[Begin SOURCE RECORDS]

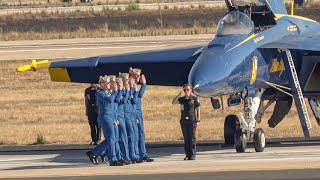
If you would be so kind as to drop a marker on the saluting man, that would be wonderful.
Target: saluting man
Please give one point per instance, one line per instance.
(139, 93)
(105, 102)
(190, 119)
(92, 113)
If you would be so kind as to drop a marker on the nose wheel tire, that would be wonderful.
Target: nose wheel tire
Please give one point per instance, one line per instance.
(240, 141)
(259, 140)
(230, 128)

[End SOURCE RECORDS]
[Begin SOURCE RECORDS]

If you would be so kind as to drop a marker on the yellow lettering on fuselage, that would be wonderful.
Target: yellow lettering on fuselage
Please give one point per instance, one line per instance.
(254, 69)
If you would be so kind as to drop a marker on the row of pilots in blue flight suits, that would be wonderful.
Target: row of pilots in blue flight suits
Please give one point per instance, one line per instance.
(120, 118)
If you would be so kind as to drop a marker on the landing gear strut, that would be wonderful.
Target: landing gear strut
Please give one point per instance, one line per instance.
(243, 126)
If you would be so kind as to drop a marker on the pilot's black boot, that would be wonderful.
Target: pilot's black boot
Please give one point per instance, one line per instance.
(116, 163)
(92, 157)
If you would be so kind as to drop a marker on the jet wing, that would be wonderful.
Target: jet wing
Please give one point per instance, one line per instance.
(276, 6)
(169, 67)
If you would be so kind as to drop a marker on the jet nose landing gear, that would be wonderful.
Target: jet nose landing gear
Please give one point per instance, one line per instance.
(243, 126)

[End SOURCE RECORDS]

> [WHAT IS BEING ASKED] Select each line of the data above that contains the word "strut", and copy every such line in full.

> [RESPONSE TO THE TASK]
If you would be so kind as to drop a marker on the landing gear strut, that would be wonderful.
Target: landing gear strut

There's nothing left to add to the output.